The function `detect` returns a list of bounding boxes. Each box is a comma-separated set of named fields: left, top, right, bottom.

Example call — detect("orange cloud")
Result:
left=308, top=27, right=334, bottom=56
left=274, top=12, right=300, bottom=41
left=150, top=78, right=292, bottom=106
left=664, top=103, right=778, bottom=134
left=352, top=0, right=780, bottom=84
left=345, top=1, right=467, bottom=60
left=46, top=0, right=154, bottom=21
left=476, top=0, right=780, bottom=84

---

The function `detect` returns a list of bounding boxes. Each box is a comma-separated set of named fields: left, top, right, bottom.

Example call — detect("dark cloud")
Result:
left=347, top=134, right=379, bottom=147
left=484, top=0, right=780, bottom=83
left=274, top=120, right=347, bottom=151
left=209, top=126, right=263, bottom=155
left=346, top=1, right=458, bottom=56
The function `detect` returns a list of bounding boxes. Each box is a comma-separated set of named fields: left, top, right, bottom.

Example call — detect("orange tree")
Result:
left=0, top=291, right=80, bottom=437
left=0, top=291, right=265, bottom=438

Work to do: Please count the lines above that contain the string "call" and give only the number.

Finished task: 3